Given text >>
::::::
The fact that the car did not go any distance into the canal, but was close to the bank, indicated clearly to the court that the driver of the car had slackened the speed of the car considerably, and had taken alarm at some signal, or something to call his attention to the fact that there was danger. Had the car been going at the usual moderate rate of speed, it would have dropped into the canal soinewhat farther away from the bank than is shown by the evidence in the photographs; and the evidence of all the witnesses was that, when they saw the car going into the canal, it was going so slow that the front wheels just dropped, and they thought the car would stop before it got into the canal.

[5] After seeing the claimants and their witnesses, we have no doubt but that they intended to be absolutely truthful; and the manner of their giving the testimony, and the moderate amount that they claimed for loss as to their personal property, and also for damages, indicated to us that the claimants intended to be absolutely honest and fair. But as the claimants hold the burden of proof, and must establish their case by a preponderance of evidence, we must be governed by the rule applicable to positive and negative testimony. The testimony on the part of the claimants was negative that there was no watchman there, while the testimony on the part of the state is positive that there was a watchman there, that the bell was ringing, and that the red lights on each side of the uprights of the bridge were burning brightly, in addition to the fact that there was a great crowd gathered there at the time, and the lights from the garage were shining brightly; and as to the question of the bell being rung, the claimants all admitted that they heard it at the time.
::::::
Recorded data >>
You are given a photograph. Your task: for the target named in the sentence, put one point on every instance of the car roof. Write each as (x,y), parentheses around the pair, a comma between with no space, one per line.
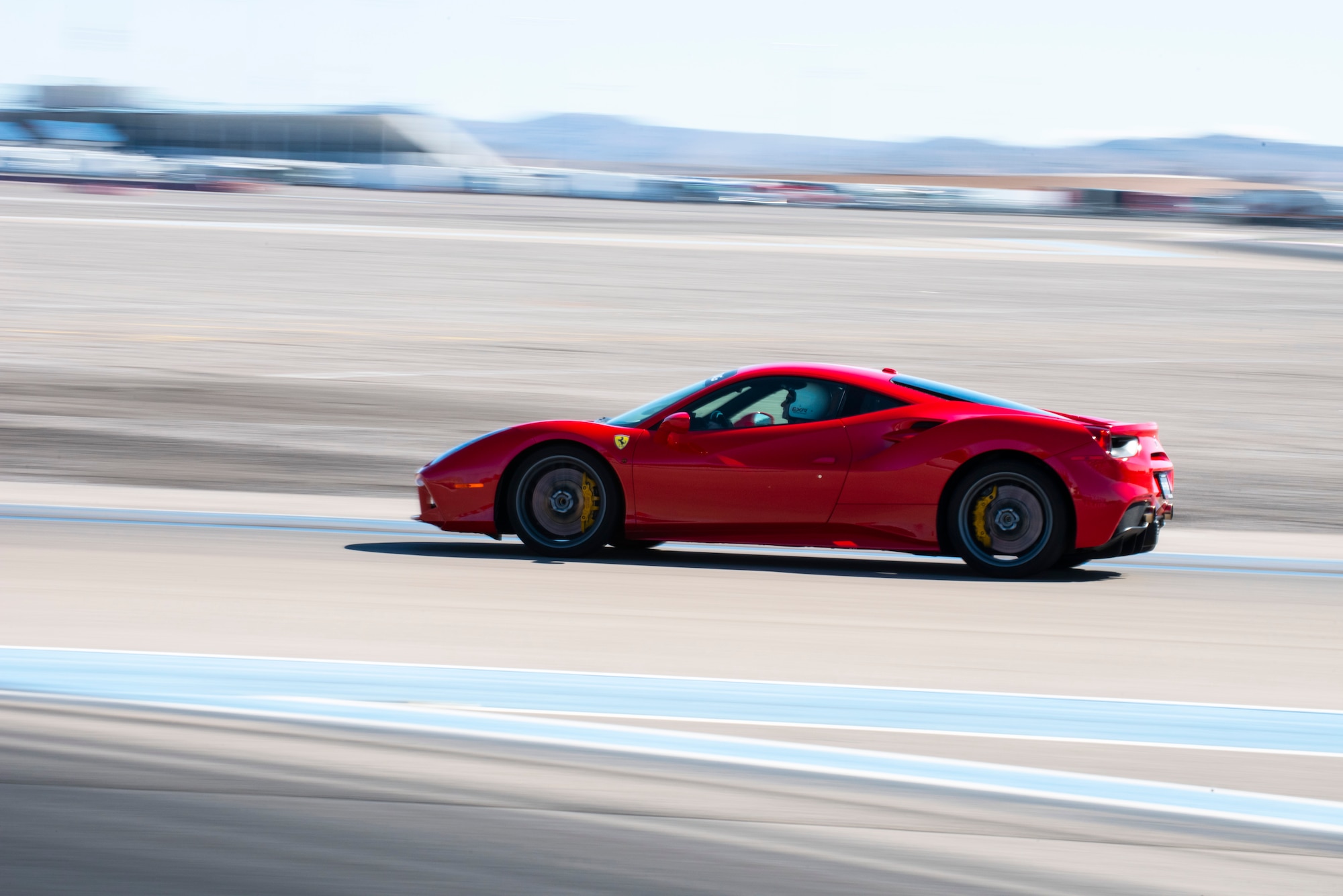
(845,373)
::::::
What this exercise asks >>
1) From the canal ruling, quote the passage starting with "The fact that the car" and going on through "into the canal.".
2) Render this sentence from the canal ruling in Spanish: "But as the claimants hold the burden of proof, and must establish their case by a preponderance of evidence, we must be governed by the rule applicable to positive and negative testimony."

Exercise responses >>
1)
The fact that the car did not go any distance into the canal, but was close to the bank, indicated clearly to the court that the driver of the car had slackened the speed of the car considerably, and had taken alarm at some signal, or something to call his attention to the fact that there was danger. Had the car been going at the usual moderate rate of speed, it would have dropped into the canal soinewhat farther away from the bank than is shown by the evidence in the photographs; and the evidence of all the witnesses was that, when they saw the car going into the canal, it was going so slow that the front wheels just dropped, and they thought the car would stop before it got into the canal.

2) Pero como los reclamantes tienen la carga de la prueba y deben establecer su caso mediante la preponderancia de la evidencia, debemos regirnos por la norma aplicable al testimonio positivo y negativo.